Pull out every line in the listing below that contains the word "pebble", and copy each one.

----------

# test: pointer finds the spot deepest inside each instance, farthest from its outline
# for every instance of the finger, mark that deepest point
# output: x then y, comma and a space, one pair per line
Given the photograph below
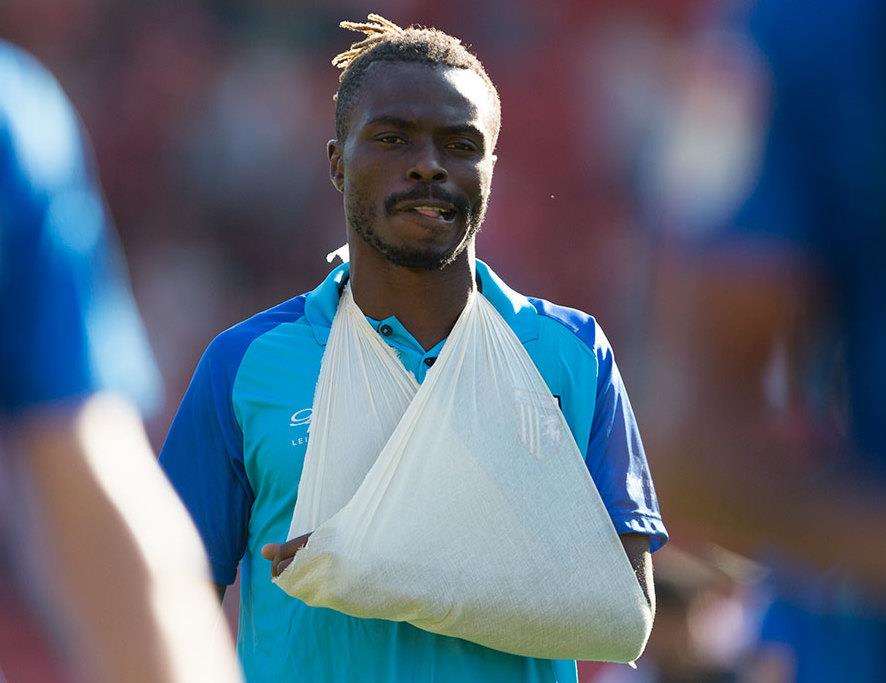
288, 549
282, 564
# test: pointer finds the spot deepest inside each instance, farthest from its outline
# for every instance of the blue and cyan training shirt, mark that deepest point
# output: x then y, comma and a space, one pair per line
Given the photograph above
235, 452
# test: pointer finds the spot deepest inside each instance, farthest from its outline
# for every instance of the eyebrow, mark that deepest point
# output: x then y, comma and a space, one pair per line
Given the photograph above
463, 128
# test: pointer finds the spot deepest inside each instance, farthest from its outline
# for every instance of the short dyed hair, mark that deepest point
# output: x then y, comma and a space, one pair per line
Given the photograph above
387, 42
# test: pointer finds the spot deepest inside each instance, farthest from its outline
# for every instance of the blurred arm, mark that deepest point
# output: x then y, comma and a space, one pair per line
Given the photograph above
128, 565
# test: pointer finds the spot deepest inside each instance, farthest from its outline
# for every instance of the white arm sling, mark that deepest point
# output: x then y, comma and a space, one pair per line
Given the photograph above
462, 505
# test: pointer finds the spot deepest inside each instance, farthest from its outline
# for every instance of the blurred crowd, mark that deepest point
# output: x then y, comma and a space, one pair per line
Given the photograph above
706, 178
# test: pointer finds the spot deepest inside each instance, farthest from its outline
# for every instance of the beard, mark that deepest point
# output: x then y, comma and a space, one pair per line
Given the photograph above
362, 215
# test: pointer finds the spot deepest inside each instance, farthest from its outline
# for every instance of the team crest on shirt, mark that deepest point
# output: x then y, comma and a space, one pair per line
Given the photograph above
300, 427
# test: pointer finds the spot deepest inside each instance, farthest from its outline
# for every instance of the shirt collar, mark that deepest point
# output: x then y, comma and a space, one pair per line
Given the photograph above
516, 310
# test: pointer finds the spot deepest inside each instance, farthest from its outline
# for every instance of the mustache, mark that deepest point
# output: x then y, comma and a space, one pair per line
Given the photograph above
420, 192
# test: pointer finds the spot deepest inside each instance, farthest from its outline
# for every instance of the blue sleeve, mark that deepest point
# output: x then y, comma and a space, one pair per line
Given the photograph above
203, 458
615, 456
69, 324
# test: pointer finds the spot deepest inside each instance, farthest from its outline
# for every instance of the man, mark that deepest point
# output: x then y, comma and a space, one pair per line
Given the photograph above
416, 124
122, 561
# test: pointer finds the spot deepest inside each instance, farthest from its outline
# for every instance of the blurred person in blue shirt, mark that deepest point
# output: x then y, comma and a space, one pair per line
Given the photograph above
779, 316
125, 574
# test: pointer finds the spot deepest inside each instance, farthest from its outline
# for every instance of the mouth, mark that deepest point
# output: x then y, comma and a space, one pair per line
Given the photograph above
442, 212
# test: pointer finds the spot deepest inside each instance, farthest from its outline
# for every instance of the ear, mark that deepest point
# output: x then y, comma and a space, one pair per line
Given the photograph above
336, 165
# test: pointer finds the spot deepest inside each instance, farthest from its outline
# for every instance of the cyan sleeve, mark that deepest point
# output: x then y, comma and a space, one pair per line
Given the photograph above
615, 456
69, 323
203, 458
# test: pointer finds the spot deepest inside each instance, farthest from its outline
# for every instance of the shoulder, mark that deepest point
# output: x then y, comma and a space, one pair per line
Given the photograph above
226, 351
571, 328
42, 128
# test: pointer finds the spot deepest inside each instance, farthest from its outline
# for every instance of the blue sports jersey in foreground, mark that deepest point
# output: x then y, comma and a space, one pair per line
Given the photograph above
68, 325
235, 453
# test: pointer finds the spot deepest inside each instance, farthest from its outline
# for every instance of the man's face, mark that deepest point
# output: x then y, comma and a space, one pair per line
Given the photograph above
416, 167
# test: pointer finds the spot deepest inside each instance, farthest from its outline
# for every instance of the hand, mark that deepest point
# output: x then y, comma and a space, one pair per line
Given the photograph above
281, 554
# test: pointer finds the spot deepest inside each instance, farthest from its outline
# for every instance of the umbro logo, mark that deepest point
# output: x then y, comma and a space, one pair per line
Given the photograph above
300, 421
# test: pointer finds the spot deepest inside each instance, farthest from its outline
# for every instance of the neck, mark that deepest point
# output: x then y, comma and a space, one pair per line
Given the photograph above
426, 302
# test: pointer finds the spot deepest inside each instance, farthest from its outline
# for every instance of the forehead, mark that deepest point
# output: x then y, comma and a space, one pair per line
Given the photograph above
427, 94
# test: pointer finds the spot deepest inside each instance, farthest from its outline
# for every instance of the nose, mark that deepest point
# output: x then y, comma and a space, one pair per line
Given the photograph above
426, 167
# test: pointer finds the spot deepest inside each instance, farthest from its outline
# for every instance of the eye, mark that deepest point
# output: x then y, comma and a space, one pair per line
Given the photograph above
462, 146
391, 139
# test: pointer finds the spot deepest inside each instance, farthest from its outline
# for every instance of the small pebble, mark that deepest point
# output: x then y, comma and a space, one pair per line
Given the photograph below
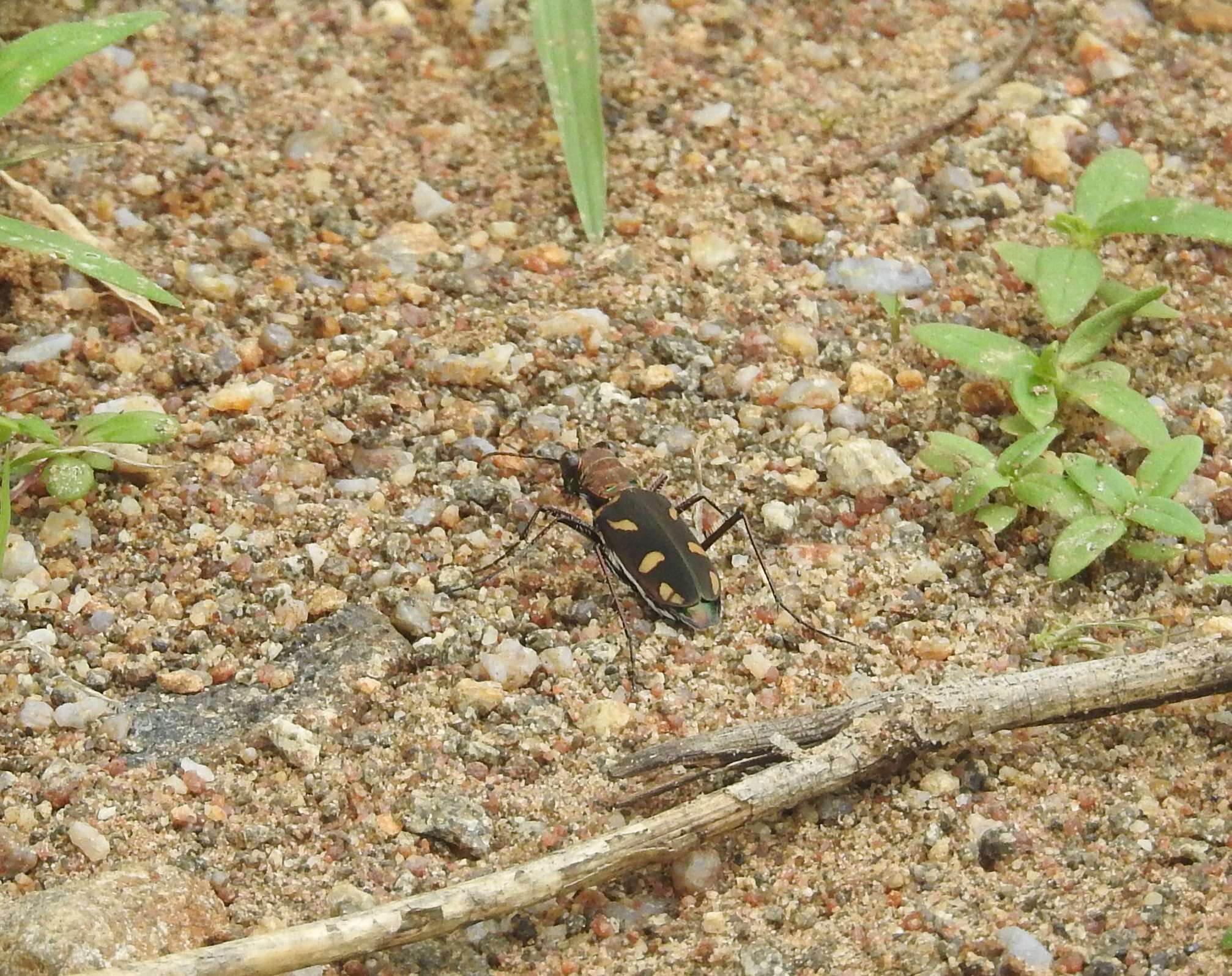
88, 840
135, 117
866, 465
867, 381
511, 665
1024, 947
40, 350
796, 340
709, 250
15, 857
713, 115
777, 516
428, 204
80, 714
696, 871
182, 682
242, 397
295, 743
35, 715
940, 783
604, 718
878, 275
483, 696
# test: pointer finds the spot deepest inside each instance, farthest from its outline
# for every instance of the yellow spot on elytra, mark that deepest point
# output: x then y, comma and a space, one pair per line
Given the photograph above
650, 561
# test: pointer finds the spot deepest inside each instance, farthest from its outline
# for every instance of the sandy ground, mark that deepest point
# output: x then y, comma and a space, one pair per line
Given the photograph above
338, 374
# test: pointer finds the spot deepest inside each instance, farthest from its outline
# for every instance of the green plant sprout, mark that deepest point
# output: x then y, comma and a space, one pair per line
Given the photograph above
67, 469
25, 65
892, 305
1081, 636
1096, 501
567, 42
1040, 382
1110, 199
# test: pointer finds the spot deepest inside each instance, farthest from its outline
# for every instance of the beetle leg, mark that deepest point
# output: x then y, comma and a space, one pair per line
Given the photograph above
724, 529
560, 516
620, 611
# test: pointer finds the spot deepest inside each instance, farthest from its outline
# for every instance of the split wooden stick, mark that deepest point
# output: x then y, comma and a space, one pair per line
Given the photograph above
877, 734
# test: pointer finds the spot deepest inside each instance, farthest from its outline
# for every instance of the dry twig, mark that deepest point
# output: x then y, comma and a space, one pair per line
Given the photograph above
860, 741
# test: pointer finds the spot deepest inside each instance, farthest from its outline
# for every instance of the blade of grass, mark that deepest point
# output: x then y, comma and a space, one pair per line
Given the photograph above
84, 258
567, 41
40, 56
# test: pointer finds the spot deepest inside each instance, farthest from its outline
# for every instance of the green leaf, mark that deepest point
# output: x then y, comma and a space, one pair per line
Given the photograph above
975, 487
67, 479
1167, 516
1053, 494
1066, 281
979, 350
36, 428
1023, 452
1114, 178
1022, 258
84, 258
1105, 370
1035, 398
1089, 338
1152, 551
1102, 482
1015, 425
1126, 408
567, 42
1168, 468
132, 427
891, 304
97, 460
6, 504
1110, 292
997, 518
40, 56
1081, 543
949, 454
1168, 216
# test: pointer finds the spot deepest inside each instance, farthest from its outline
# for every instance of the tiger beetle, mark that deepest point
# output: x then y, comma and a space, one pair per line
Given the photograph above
639, 534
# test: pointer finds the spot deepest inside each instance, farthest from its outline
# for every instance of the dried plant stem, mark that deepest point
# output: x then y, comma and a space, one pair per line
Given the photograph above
884, 732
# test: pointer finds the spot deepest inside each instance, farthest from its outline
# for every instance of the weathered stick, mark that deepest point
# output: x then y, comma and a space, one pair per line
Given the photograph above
886, 731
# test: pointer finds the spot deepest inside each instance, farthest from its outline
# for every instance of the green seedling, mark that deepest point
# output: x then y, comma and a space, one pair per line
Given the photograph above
1110, 199
567, 42
25, 65
65, 470
1082, 636
892, 305
1041, 382
1097, 502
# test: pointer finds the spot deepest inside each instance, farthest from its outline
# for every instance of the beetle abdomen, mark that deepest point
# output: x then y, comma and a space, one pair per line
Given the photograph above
659, 557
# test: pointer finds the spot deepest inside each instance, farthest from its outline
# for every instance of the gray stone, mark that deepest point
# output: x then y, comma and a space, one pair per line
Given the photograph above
455, 820
121, 916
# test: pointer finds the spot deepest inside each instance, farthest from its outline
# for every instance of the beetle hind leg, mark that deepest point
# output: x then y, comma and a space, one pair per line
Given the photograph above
730, 521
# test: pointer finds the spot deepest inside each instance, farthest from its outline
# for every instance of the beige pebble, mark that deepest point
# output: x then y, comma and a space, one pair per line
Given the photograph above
867, 381
605, 718
182, 682
483, 696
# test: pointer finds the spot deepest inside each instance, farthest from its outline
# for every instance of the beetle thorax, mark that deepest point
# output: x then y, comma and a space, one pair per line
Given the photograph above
601, 477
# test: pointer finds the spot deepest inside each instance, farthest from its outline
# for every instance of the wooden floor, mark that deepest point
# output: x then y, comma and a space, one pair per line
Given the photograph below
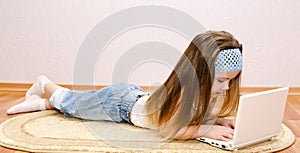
291, 117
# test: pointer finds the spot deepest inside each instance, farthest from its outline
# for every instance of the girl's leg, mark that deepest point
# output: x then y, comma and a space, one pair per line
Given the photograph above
33, 100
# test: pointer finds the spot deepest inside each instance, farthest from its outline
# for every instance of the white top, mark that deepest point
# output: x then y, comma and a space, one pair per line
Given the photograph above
138, 115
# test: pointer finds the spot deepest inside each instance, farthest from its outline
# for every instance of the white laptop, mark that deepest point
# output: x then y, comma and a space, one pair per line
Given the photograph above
259, 118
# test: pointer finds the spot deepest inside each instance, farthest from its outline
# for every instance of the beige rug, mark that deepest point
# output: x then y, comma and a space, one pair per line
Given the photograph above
49, 131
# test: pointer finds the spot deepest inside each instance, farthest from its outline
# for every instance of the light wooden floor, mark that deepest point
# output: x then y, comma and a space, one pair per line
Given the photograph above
291, 117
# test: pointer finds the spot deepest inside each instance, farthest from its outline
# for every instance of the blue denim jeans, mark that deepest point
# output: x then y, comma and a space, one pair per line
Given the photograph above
112, 103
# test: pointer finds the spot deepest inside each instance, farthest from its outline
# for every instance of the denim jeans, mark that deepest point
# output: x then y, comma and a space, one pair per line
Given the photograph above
112, 103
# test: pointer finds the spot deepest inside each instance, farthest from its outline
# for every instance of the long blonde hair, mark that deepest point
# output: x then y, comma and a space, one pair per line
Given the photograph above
184, 97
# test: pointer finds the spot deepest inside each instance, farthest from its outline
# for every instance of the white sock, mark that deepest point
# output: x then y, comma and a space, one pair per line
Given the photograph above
38, 87
32, 103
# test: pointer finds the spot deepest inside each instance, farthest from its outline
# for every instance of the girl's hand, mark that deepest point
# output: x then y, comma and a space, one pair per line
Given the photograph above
230, 123
219, 132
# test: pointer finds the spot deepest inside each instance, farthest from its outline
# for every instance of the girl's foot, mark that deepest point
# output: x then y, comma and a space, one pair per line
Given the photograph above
38, 87
32, 103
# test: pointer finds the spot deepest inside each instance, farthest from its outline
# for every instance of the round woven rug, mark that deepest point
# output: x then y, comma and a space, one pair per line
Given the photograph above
50, 131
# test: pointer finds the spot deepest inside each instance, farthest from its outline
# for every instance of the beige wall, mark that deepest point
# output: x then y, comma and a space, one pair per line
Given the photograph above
44, 36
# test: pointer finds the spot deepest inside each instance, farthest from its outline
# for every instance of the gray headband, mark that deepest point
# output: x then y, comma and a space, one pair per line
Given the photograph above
229, 60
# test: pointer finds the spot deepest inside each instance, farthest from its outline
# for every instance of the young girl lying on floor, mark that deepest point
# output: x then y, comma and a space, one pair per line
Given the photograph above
182, 108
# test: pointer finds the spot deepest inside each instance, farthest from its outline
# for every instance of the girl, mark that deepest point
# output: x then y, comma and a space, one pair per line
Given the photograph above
186, 106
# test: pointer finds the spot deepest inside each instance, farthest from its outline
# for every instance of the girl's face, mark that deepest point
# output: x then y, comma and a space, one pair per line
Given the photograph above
221, 82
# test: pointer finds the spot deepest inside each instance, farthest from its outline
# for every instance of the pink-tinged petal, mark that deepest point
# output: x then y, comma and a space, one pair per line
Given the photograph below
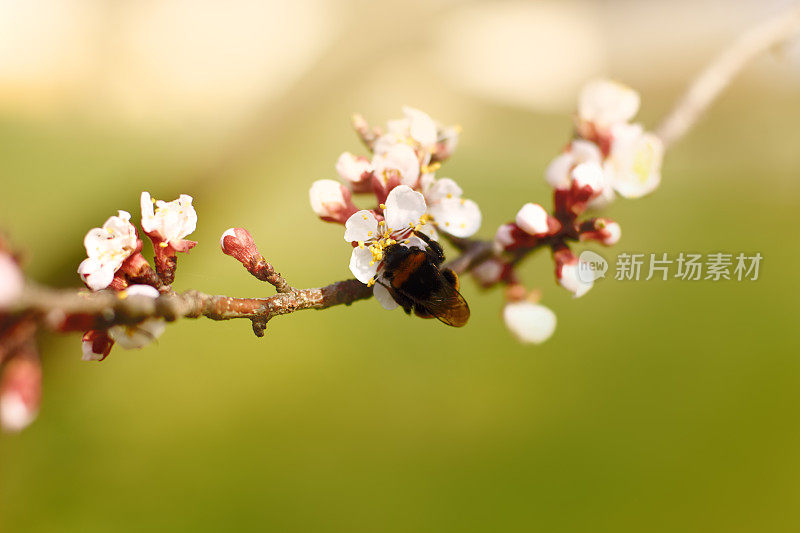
529, 322
606, 103
20, 391
589, 175
504, 237
383, 296
421, 126
362, 226
458, 217
96, 275
399, 157
579, 151
362, 264
404, 208
533, 219
11, 280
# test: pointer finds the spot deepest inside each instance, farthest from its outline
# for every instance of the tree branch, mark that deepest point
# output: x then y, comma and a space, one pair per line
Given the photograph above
720, 72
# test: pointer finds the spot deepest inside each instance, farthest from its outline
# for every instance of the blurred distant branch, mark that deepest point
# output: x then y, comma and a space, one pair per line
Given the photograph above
719, 74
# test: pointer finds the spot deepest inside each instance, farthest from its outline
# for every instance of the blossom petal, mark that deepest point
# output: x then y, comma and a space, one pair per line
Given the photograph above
148, 213
400, 157
529, 322
404, 208
636, 165
362, 264
458, 217
362, 226
95, 274
532, 219
384, 297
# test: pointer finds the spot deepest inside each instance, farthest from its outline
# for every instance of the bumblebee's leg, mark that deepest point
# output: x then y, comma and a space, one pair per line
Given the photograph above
451, 277
435, 250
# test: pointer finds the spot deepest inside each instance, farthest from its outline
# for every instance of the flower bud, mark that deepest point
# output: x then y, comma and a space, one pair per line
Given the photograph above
96, 345
601, 230
529, 322
239, 244
20, 389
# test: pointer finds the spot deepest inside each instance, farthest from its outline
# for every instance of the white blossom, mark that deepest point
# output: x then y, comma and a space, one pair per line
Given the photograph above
107, 248
400, 158
558, 173
169, 222
457, 216
569, 279
142, 334
589, 175
606, 103
11, 280
634, 165
15, 414
403, 213
96, 345
416, 127
529, 322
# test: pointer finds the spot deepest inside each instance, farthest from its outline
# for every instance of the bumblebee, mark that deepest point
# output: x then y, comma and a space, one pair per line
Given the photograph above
413, 278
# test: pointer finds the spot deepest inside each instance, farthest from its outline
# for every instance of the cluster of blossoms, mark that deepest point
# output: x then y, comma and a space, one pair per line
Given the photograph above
115, 262
408, 197
608, 156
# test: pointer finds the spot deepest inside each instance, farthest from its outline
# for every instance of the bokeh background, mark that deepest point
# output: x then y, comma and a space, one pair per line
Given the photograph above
657, 406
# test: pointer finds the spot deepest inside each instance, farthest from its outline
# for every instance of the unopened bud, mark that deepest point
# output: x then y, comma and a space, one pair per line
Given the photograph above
239, 244
20, 390
96, 345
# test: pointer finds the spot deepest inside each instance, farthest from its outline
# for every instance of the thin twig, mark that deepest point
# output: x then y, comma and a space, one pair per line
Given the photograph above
720, 72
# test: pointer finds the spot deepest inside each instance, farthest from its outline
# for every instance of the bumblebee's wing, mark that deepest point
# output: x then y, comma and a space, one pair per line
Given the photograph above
445, 303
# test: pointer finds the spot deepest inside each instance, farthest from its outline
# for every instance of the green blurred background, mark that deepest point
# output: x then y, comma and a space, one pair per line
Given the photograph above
657, 406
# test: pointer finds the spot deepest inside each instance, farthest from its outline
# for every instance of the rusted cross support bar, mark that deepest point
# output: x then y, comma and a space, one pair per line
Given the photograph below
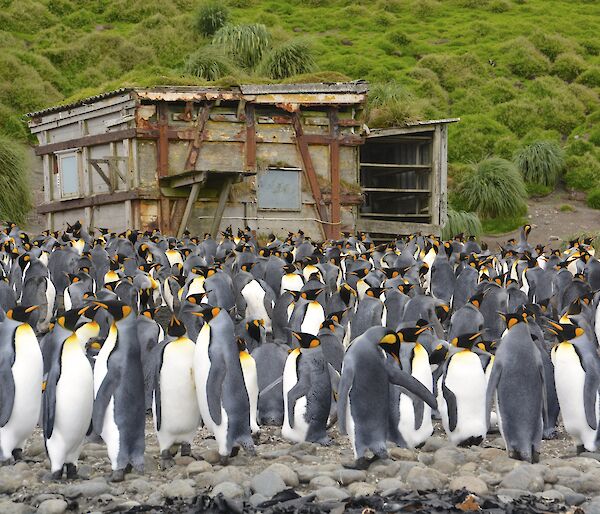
307, 166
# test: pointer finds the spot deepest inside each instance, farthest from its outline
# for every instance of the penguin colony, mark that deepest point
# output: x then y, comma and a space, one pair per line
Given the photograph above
378, 339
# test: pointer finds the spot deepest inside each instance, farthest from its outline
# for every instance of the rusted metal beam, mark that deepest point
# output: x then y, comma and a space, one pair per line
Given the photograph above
194, 151
334, 174
214, 229
250, 138
103, 199
188, 209
96, 139
309, 170
162, 148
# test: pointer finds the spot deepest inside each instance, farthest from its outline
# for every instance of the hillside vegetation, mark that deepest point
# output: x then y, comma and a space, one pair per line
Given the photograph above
516, 71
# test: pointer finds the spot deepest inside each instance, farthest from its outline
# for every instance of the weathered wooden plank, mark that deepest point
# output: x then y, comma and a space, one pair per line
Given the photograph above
96, 139
102, 199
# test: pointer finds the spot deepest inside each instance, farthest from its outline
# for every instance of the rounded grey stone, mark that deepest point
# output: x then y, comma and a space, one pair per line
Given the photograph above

----------

**WRITTEN SOLUTION:**
# for every instance of the small pebble, mark that deepest point
# for every instance of the beige pebble, mark that deepest point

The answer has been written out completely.